▶ _WHAT THE TASK ASKS_
Only one stretch of the listing below is wanted. Give it again exactly, from the line with "For the scouting tally, point out every instance of the wave" through the line with "For the scouting tally, point out every instance of the orange".

(GIVEN DATA begins)

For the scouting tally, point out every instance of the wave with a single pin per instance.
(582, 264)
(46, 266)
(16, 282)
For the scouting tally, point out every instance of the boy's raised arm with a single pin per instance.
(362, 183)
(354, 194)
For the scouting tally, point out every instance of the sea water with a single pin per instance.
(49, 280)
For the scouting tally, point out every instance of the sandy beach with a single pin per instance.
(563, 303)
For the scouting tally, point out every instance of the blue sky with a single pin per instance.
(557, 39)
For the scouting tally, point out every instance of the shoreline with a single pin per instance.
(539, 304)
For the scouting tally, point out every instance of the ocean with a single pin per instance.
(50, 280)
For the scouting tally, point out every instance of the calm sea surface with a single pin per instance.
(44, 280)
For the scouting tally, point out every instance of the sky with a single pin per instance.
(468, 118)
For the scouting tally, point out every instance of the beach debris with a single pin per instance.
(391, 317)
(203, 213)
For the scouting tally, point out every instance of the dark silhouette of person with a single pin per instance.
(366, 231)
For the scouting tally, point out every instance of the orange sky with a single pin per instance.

(GIVEN DATA ends)
(GIVEN DATA begins)

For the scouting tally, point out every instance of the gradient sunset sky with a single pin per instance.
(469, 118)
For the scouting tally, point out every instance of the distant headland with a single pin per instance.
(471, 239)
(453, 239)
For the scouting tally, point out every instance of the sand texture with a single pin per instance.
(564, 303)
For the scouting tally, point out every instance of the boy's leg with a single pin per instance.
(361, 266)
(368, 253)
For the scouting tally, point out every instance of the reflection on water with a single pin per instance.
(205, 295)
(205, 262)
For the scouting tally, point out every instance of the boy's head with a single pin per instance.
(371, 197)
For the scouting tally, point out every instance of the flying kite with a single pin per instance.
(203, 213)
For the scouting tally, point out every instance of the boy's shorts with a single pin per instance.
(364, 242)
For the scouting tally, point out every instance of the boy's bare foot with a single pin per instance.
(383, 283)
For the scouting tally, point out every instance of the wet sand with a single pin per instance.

(GIVEN DATA ends)
(GIVEN DATA begins)

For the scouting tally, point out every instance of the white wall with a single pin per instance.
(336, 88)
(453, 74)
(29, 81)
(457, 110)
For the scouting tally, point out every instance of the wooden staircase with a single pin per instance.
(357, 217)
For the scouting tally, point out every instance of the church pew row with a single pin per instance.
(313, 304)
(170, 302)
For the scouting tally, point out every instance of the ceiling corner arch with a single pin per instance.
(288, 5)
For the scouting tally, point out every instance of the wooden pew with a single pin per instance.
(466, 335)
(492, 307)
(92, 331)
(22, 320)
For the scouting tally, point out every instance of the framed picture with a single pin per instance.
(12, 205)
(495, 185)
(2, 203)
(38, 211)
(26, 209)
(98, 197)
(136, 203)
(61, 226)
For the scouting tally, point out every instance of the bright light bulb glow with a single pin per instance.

(GIVEN DATA ends)

▶ _EXERCISE RESPONSE_
For the scouting tally, point out every instance of the wave with a single pin per instance.
(582, 264)
(46, 266)
(16, 282)
For the scouting tally, point out every instance of the boy's raised arm with a single pin per instance.
(362, 183)
(354, 194)
For the scouting tally, point out every instance of the sea water with a single pin per instance.
(49, 280)
For the scouting tally, point out every instance of the sandy beach with a single pin per instance.
(563, 303)
For the scouting tally, point out every instance of the blue sky with a single pin per instance.
(557, 39)
For the scouting tally, point out every instance of the shoreline with a single pin per instance.
(539, 304)
For the scouting tally, point out every instance of the ocean with a single pin per instance.
(50, 280)
For the scouting tally, point out every instance of the calm sea surface with a single pin per instance.
(44, 280)
For the scouting tally, point out every instance of the sky with a single pin per instance.
(468, 118)
For the scouting tally, point out every instance of the beach debris with a single pin per instance.
(391, 317)
(203, 213)
For the scouting tally, point out every instance of the dark silhouette of person with a single pin per instance.
(366, 231)
For the scouting tally, point out every instance of the orange sky with a single pin per instance.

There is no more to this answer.